--- Stated problem A ---
In the espresso machine blog post, what is the most pressure the Ascaso Dream ever reached?
--- Stated problem B ---
From the espresso machine blog post, extract the passage from "In search of" up to and including "what better time!".
--- Stated problem C ---
Does the espresso machine blog post support each statement? (i) The writer bought the Ascaso Dream in red because it was cheaper from Comet in that color. (ii) The Dolche Gusto machine could not fit a proper mug underneath or make a long hot drink. (iii) The UK importers included a leaf recommending that the coffee be tamped.

--- Selected extract ---

In search of the perfect espresso machine [Lurks]

Following on from the blog about the free Nescafe Dolche Gusto machine I scored as part of this Bzz word-of-mouth marketing campaign thing (recap: It's not bad! Pretty good coffee but I'm not really mad about buying plastic one-use pods of an extremely limited range), my mind was made up - I need a proper full monty espresso machine. Then I got a nice phat bonus at work so what better time!

I do some cursory Internet research and, as is usual for this sort of thing, find pretty much bugger all. If it's not a sexy gadget there's fuck all on the Net. Eventually I settled on an Ascaso Dream. Looks pretty good there don't ya think? Helpfully available in a pile of colours too but it was way cheaper from Comet in red so I went for that. It seemed to be pretty well rated. Ticked the boxes I wanted ticking, uses real coffee AND pods. Has a removable water reservoir. Actually those are both the boxes...

The problem is never having owned one before I didn't really know what was what. I quickly discovered another box. Must be able to fit an actual proper fucking mug underneath it. Alright another box too, should be able to make entire long drink. Hot. These, I should note, are both things solved by the Krups-made Dolche Gusto machine admirably. As you may guess, the Ascaso was a failure on both counts. I found if I removed the little dribble thing from the coffee cup thing I could get one of my shorter mugs under it but it's still gash. And a long drink? It ends up barely luke warm.

Also, I 'tamped' down the coffee with a handy provided tool. Because the UK importers handily inserted a leaf saying you should do this to ensure a decent 9 and 12 bars of pressure through the coffee. Well, I did this, and the most I ever got was 7.5 bars. This is pretty shit tbh. Unsurprisingly the coffee it made was shit. Worse still, the thing showed up flecked with bits of paint and crap. The knob on the side is ridiculously cheap and rubbish. There's no way this machine is worth over three hundred pounds. I think the key problem here is that it's made in Italy. And as we all know, the Italians can't make anything right.So, it's time to call in the collective intellect of the clan (somewhat greater than that of a labrador and somewhat less than a ringneck parakeet) to find the perfect espresso machine. To recap let's just list the vital features.
  • Removable water reservoir (because pouring jugs of water in when it's tucked away is not on).
  • Ability to use pods and proper coffee - ideally two cup handle things provided.
  • Proficiency at making long drinks: A hot full-sized mug is the order of the day.
  • Decent fucking build quality (perhaps Mazda make one?).
  • Secondary: Relatively quick prime time, less than jackhammer sounding compressor, funky looking chrome shit with temp and pressure gauges.

Promising brands probably include Francis Francis, Gaggia and, er, Krups?

--- Dataset section ---
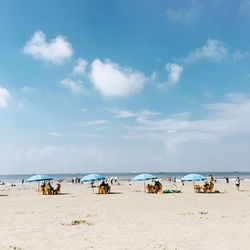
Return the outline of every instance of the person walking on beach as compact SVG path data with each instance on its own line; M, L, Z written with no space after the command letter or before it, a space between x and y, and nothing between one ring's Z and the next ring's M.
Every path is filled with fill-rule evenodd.
M235 185L236 185L236 189L237 191L240 191L240 177L237 177L235 180Z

--- Result A ---
7.5 bars.

--- Result B ---
In search of the perfect espresso machine [Lurks]

Following on from the blog about the free Nescafe Dolche Gusto machine I scored as part of this Bzz word-of-mouth marketing campaign thing (recap: It's not bad! Pretty good coffee but I'm not really mad about buying plastic one-use pods of an extremely limited range), my mind was made up - I need a proper full monty espresso machine. Then I got a nice phat bonus at work so what better time!

--- Result C ---
(i) Yes: "it was way cheaper from Comet in red so I went for that."
(ii) No: "These, I should note, are both things solved by the Krups-made Dolche Gusto machine admirably."
(iii) Yes: "the UK importers handily inserted a leaf saying you should do this to ensure a decent 9 and 12 bars of pressure through the coffee."